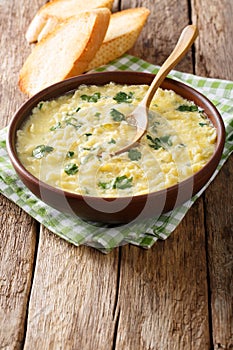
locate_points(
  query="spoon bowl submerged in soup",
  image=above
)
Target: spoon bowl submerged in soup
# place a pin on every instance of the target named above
(62, 143)
(69, 142)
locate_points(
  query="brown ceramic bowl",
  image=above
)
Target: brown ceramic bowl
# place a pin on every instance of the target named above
(123, 209)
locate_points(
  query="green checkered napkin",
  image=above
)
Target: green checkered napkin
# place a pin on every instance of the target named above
(145, 233)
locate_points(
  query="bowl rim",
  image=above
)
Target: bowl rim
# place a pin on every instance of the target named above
(51, 92)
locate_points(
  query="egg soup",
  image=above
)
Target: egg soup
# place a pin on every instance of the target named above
(69, 142)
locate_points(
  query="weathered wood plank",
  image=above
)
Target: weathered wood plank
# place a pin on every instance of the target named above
(17, 248)
(165, 287)
(73, 297)
(163, 292)
(214, 58)
(160, 34)
(215, 44)
(17, 229)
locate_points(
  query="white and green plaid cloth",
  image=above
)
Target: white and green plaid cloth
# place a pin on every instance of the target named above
(147, 232)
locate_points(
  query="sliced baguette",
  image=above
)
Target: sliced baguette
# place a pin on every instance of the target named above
(123, 31)
(57, 11)
(65, 52)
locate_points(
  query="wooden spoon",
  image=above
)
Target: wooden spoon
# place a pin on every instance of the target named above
(139, 117)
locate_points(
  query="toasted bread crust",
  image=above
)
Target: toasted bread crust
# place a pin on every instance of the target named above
(58, 56)
(116, 42)
(60, 9)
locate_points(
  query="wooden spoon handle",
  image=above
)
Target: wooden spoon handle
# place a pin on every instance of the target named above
(185, 41)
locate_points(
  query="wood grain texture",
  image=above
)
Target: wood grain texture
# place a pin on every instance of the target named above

- OBJECTIVE
Copy out every line of the records above that contains the string "weathered". Letter case matters.

- THE COMPLETED TASK
  query="weathered wood plank",
Target: weathered wood plank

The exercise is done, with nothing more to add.